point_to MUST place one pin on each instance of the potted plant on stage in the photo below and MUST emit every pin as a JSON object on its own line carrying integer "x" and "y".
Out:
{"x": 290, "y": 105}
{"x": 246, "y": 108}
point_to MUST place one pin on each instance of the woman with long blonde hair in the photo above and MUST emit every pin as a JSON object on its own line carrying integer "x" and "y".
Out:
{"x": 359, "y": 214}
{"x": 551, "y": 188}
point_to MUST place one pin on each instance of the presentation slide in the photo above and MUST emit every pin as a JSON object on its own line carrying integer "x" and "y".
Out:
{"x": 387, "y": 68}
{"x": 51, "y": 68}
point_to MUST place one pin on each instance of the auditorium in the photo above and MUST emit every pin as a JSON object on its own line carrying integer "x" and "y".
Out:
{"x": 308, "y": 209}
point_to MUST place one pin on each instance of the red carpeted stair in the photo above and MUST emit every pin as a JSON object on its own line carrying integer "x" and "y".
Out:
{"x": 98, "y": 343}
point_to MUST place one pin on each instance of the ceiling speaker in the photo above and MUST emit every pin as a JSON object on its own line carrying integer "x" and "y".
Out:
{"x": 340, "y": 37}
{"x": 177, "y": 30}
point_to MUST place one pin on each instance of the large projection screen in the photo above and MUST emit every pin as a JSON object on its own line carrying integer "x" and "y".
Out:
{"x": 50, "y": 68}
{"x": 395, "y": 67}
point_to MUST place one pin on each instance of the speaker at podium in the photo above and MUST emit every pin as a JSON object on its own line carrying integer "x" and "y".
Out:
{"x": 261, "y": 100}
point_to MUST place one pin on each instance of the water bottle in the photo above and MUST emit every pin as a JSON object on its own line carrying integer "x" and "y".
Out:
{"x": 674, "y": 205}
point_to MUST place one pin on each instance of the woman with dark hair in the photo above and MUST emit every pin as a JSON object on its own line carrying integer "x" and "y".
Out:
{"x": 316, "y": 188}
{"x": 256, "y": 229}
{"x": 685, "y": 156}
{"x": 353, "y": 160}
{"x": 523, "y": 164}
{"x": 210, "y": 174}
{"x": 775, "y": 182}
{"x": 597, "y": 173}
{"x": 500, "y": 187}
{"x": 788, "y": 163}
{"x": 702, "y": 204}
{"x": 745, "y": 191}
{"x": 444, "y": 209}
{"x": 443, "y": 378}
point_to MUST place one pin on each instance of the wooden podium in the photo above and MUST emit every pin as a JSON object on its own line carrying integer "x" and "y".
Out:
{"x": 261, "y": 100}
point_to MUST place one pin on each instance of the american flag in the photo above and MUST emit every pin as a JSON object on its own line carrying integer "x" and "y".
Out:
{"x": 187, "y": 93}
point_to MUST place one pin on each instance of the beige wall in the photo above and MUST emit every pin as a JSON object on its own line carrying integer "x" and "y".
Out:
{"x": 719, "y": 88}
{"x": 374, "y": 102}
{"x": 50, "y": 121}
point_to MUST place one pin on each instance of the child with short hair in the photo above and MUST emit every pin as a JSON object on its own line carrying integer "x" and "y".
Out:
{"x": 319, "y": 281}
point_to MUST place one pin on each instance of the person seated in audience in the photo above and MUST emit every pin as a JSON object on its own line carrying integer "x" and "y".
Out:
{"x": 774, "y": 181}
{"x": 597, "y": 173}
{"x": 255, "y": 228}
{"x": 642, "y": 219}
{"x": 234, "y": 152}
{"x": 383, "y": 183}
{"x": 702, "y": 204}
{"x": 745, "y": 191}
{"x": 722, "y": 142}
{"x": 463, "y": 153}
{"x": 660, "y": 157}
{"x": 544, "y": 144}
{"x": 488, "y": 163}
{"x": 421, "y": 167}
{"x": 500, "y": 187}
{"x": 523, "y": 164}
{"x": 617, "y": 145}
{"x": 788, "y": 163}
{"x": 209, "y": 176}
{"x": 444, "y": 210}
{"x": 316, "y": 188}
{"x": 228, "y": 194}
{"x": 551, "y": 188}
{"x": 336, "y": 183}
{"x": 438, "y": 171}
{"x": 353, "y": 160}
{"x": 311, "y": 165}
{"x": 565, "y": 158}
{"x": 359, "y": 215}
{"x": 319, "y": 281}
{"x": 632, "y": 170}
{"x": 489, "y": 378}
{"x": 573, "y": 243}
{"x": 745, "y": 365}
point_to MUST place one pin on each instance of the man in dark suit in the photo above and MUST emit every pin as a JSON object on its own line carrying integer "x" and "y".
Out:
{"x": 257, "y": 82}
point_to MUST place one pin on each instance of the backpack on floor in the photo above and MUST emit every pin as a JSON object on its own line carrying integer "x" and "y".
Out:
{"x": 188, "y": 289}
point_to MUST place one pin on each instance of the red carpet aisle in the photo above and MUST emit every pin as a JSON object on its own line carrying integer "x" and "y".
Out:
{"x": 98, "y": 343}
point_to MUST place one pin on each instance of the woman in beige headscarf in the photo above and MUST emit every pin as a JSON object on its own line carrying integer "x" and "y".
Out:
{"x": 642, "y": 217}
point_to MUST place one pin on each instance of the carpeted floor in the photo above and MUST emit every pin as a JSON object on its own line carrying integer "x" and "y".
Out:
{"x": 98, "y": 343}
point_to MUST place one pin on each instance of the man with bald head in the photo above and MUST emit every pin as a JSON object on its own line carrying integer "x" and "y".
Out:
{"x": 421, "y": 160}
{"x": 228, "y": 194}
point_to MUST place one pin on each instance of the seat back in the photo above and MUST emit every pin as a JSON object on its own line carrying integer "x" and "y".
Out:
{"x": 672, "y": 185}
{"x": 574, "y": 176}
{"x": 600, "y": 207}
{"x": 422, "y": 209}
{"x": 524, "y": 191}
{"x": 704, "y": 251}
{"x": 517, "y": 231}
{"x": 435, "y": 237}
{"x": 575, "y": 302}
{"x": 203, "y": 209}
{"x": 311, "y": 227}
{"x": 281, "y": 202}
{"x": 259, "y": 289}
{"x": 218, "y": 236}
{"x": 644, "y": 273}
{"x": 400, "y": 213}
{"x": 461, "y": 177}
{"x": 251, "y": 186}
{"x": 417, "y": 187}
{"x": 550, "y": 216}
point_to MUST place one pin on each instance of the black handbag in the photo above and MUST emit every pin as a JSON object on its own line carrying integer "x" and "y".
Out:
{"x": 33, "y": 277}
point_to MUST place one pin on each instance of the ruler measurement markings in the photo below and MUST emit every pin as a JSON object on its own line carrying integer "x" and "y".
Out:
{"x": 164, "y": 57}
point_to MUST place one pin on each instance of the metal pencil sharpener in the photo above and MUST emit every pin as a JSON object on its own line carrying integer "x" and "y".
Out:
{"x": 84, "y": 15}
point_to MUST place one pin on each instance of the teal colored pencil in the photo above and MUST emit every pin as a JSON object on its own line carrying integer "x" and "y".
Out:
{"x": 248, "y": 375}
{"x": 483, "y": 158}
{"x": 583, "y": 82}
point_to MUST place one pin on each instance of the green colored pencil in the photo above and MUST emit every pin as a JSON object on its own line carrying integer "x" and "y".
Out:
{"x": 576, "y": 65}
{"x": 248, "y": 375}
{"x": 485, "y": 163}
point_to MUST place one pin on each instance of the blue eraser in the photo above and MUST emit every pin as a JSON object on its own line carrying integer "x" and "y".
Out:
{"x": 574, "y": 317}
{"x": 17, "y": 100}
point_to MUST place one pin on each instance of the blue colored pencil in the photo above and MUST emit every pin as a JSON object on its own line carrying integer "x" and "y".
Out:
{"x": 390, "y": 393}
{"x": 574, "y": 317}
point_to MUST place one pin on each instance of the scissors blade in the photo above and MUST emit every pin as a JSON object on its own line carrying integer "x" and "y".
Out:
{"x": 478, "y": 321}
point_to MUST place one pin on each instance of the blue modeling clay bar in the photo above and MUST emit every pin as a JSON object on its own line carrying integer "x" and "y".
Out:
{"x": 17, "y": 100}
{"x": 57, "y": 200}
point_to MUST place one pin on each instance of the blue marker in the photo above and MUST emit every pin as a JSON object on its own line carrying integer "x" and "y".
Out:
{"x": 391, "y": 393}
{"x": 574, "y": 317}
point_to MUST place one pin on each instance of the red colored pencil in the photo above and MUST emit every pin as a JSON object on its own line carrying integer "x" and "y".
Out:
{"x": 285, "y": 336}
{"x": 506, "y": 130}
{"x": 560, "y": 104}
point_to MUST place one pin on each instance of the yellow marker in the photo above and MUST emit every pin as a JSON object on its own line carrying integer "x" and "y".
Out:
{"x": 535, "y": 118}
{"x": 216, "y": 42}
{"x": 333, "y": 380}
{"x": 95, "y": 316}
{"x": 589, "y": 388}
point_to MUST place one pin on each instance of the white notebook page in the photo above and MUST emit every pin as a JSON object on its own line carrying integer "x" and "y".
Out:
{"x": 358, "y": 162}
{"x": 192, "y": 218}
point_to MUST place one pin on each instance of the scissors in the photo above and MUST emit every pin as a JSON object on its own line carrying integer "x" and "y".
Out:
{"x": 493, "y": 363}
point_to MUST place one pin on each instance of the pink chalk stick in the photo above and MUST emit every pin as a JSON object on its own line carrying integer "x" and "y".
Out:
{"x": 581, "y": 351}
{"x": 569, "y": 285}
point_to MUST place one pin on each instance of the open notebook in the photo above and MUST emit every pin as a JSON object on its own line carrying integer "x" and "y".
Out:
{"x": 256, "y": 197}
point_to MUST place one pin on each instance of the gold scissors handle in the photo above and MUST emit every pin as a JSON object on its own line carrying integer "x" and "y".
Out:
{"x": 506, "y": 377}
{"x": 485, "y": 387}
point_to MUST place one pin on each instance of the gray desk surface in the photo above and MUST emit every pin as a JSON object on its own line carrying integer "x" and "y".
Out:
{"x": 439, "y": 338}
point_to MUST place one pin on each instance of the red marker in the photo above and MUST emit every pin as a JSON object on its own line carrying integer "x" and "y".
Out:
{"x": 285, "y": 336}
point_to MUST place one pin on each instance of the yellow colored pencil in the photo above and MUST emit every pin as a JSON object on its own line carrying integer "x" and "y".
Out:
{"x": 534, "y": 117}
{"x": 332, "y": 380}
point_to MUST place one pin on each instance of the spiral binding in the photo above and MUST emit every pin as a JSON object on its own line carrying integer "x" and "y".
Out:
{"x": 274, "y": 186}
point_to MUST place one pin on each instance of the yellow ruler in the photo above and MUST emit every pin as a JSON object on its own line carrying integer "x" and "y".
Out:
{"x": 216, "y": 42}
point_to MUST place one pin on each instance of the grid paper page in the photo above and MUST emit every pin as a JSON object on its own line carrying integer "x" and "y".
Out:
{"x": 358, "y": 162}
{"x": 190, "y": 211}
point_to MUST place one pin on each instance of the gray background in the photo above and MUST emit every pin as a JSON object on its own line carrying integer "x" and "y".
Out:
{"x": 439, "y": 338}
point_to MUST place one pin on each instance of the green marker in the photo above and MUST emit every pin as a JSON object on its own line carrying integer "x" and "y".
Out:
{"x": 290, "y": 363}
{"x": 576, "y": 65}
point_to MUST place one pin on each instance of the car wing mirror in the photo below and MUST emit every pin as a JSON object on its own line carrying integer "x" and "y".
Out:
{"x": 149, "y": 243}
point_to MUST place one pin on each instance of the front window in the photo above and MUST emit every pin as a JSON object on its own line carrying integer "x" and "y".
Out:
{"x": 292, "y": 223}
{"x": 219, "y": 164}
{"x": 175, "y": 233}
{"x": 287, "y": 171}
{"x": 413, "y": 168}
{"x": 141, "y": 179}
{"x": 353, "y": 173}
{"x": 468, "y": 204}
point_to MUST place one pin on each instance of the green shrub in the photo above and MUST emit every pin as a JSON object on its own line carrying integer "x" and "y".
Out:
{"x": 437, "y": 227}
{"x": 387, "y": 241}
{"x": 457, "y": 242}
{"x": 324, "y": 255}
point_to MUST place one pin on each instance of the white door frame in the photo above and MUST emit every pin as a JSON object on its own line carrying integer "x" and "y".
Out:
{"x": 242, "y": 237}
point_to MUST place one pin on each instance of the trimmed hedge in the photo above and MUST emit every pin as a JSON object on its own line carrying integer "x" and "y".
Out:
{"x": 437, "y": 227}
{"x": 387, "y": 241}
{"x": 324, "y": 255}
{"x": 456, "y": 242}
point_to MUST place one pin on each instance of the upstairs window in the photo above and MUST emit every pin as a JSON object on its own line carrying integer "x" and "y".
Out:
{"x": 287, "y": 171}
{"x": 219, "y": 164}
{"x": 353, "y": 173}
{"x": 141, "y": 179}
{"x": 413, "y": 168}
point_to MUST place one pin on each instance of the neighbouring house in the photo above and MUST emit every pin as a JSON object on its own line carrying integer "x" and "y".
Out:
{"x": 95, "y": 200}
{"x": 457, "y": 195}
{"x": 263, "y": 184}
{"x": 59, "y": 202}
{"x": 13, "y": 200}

========================================

Exercise requirements: Reproduce the listing above without any change, starting at the line that contains "point_to MUST place one pin on each instance of the front" and continuing through the last line of the listing, both included.

Solved problem:
point_to MUST place one pin on each instance of the front window in the photo above and MUST emit every pin as a JSON object on its own line carrying integer "x" and "y".
Out:
{"x": 292, "y": 223}
{"x": 219, "y": 164}
{"x": 175, "y": 233}
{"x": 287, "y": 171}
{"x": 413, "y": 168}
{"x": 141, "y": 179}
{"x": 353, "y": 173}
{"x": 468, "y": 204}
point_to MUST place one pin on each instance of the green shrub in the photo above and MUST emit every pin as a JSON object on its own line carrying integer "x" and "y".
Out:
{"x": 437, "y": 227}
{"x": 387, "y": 241}
{"x": 457, "y": 242}
{"x": 324, "y": 255}
point_to MUST place one pin on each instance of the white door frame in the photo above and MUST emit every pin as a JSON object on its own line carrying integer "x" and "y".
Out:
{"x": 242, "y": 237}
point_to MUST place one pin on each instance of the trimmed hedge in the photo above and MUST emit every pin as a JSON object on its own line carrying integer "x" and "y".
Out:
{"x": 437, "y": 227}
{"x": 387, "y": 241}
{"x": 324, "y": 255}
{"x": 456, "y": 242}
point_to MUST place one pin on each instance of the upstairs window in the photo above and MUST emit every pin as a JSON object on its own line carrying integer "x" and "y".
Out:
{"x": 287, "y": 171}
{"x": 219, "y": 164}
{"x": 353, "y": 173}
{"x": 141, "y": 179}
{"x": 413, "y": 168}
point_to MUST place one pin on each instance of the neighbouring house in the photo above and MUST emit every pin as a JSON object on its own line carrying integer "x" and "y".
Out:
{"x": 95, "y": 200}
{"x": 457, "y": 195}
{"x": 263, "y": 184}
{"x": 59, "y": 202}
{"x": 13, "y": 200}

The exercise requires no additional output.